* YOUR INSTRUCTIONS: Print back each record unchanged, without pictures.

═══ INFORMATION PROVIDED ═══

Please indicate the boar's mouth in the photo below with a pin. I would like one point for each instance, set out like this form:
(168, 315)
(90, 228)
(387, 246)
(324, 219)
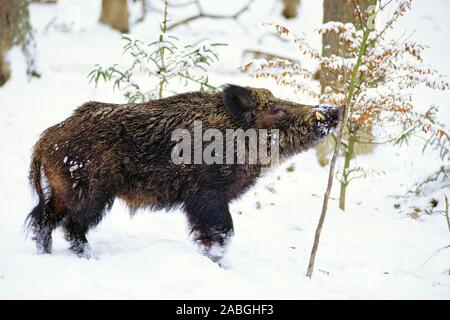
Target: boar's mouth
(326, 119)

═══

* SOLUTION FOR THIS TASK:
Please indicate the boar's mouth in the photo below with a pin. I would like one point for each instance, set out like this form:
(168, 315)
(90, 228)
(387, 246)
(324, 219)
Target: boar's mouth
(326, 119)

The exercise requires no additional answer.